• **TEXTO DE ORIGEN**
##############################

Lo sé por su piel y por sus ojos radiantes.

Desde mi ventana veo pasar todos los días a una jovencita, haciendo algunas entregas a domicilio en su negra y pequeña bicicleta. A fuerza de vernos varias veces al día, nos hemos hecho amigos. Yo la saludo con la mano desde mi ventana y ella me envía su sonrisa blanca.  Creo que no tiene más de veinte años. Lo sé por su piel y por sus ojos radiantes.  La muchacha es alegre, le sonríe a la vida y hace su oficio con optimismo y hasta con vocación.  

Desde ayer le he visto unos audífonos, por lo que me imagino que le está yendo bien en su negocio y que ya pudo comprar dispositivos para  escuchar música y mantener las manos libres que le permitan llevar con seguridad los manubrios de su vehículo. Ojalá que le siga yendo bien, pero no tan bien como para que compre una motocicleta. Las motos son enemigas de la humanidad. Las bici son amigas. Las motos son bulliciosas y engreídas. Las bicicletas son humildes y modestas. En las ciudades más cultas de Europa dizque se usa más la bicicleta que el carro. Eso dicen. Yo no conozco ciudades europeas. Pero así debiera ser. Un alcalde, con los pantalones bien amarrados, con megáfono o sin megáfono, debiera prohibir el uso del carro en la ciudad. Los carros son para las carreteras. Su nombre lo dice. Las bicicletas, para la ciudad. Como lo hace Timoteo Ánderson, un gringo nacido en Convención, que mueve su cuerpo grande y su sabiduría inmensa en una vieja bicicleta que le queda pequeña para tanta carga cultural.

##############################

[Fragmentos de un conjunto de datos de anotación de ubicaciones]

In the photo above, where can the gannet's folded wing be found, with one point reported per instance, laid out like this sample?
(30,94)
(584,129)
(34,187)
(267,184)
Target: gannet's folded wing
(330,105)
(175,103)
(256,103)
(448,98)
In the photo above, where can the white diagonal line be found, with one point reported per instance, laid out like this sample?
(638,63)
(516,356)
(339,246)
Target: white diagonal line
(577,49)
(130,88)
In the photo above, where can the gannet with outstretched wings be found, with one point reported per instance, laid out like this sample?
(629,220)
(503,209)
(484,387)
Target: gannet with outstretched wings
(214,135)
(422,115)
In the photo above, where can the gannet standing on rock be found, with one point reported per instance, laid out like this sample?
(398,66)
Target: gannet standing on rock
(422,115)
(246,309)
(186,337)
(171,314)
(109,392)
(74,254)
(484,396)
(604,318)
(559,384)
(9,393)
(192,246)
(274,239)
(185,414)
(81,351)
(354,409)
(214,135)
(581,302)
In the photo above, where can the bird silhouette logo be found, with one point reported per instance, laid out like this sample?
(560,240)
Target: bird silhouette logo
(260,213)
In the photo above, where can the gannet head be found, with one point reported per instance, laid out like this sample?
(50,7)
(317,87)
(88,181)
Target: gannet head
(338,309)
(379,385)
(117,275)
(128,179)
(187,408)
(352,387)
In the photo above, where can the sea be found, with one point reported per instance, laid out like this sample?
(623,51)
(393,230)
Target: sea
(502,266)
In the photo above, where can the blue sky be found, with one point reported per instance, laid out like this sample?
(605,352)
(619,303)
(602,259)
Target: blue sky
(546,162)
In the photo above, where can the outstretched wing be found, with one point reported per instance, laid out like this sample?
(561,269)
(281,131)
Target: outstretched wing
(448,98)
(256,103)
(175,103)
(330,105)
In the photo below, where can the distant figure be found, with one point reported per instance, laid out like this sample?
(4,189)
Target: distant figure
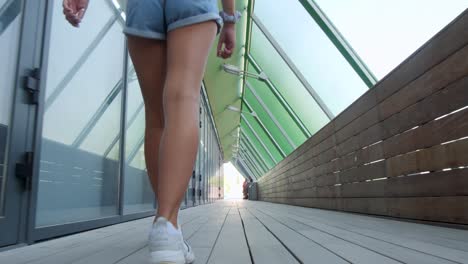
(245,189)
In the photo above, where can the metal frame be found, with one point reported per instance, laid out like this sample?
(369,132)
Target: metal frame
(254,161)
(245,167)
(252,168)
(258,138)
(270,114)
(293,68)
(281,100)
(28,121)
(258,159)
(246,140)
(83,58)
(340,42)
(8,12)
(265,129)
(21,129)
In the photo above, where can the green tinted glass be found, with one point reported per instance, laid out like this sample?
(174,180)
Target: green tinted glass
(311,51)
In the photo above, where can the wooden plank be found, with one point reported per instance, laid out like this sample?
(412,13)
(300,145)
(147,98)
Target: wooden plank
(264,246)
(231,246)
(407,242)
(452,155)
(442,209)
(452,69)
(349,251)
(302,247)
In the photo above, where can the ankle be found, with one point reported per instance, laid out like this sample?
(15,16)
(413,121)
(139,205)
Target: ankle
(170,217)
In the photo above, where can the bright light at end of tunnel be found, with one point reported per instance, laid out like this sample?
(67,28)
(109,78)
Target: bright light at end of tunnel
(233,181)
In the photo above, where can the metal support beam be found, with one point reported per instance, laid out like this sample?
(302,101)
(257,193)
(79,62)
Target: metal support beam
(270,114)
(254,159)
(249,166)
(265,129)
(246,141)
(252,164)
(340,42)
(281,100)
(258,138)
(244,165)
(293,68)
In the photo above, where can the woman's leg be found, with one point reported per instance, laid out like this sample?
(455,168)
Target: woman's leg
(187,52)
(149,59)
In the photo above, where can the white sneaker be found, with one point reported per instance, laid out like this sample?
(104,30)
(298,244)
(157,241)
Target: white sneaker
(166,244)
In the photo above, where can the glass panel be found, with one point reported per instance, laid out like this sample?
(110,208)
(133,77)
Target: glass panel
(385,42)
(268,122)
(9,43)
(322,65)
(264,92)
(77,181)
(264,138)
(138,193)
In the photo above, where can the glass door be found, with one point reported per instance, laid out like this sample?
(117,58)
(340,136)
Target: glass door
(19,27)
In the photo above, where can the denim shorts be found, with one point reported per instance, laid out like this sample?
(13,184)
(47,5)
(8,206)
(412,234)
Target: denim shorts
(154,18)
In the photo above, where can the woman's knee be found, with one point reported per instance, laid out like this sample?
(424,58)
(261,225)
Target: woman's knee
(180,93)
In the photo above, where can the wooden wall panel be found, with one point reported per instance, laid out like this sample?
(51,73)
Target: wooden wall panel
(400,150)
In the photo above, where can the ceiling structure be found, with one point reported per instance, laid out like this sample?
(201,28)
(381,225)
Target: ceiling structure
(302,72)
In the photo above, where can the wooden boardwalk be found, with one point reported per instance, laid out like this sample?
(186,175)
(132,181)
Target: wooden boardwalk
(241,232)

##############################

• **QUÉ HARÁS**
1. Enumera los calificativos que el texto sobre la joven de la bicicleta atribuye a las motos y a las bicicletas en las oraciones que empiezan con «Las motos son», «Las bici son» y «Las bicicletas son».
2. Prolonga el texto sobre la joven de la bicicleta a partir del punto en que termina.

• **RESULTADOS POR TAREA**
1.
Motos:
- enemigas de la humanidad
- bulliciosas
- engreídas

Bicicletas:
- amigas
- humildes
- modestas

2.
Casi que le conozco el horario a mi amiga, la muchacha. Sólo trabaja en las tardes, tres o cuatro viajes, para entregar zapatos  a domicilio o bolsos, digo yo. O  ropa de alguna costurera de barrio.  Tal vez piyamas de colores para niños. O camisetas y pantalonetas. Todo son imaginaciones mías, porque jamás conversamos. Mi ventana queda en un segundo piso, que abro de par en par cuando presiento que ella viene. Cuando asoma a la esquina, yo me levanto, cierro el libro de la lectura diaria y la espero para saludarla. Ella trae su sonrisa preparada y me la deja saborear como se saborea un sorbete de guanábana. 

Pienso que las mañanas las dedica a otras actividades, tal vez a estudiar o a ayudar en los oficios de la casa o a leer. Hasta escritora será. Los que escriben son alegres aunque algunos muestren cara de amargados. ¿Y qué tal que sea poeta? ¿Y qué tal que en vez de música vaya escuchando en la bicicleta poemas de Neruda o de Bécquer o de la Storni?

El último recorrido lo hace a las 5 de la tarde. Luego se va a la casa porque a las 6 comienza el toque de queda. Llega a su casa, en algún barrio lejano, guarda la bicicleta, la acaricia cariñosamente como si fuera su amante, la limpia y la deja lista para el día siguiente. Es lo que yo pienso. Después vendrá el baño, descansará del sol y de los ajetreos del día y luego, después de la cena, tocará algún instrumento, algo así como una flauta o un tiple o aunque sea alguna pandereta.

Yo me sumerjo en mis cavilaciones, me duermo sobre el libro y sueño que ya viene la muchacha de la bicicleta. Entonces me levanto presuroso, abro la ventana, pero  caigo en cuenta de que debo esperar hasta mañana para volver a ver la sonrisa blanca de mi amiga, sabrosa como sorbete de guanábana.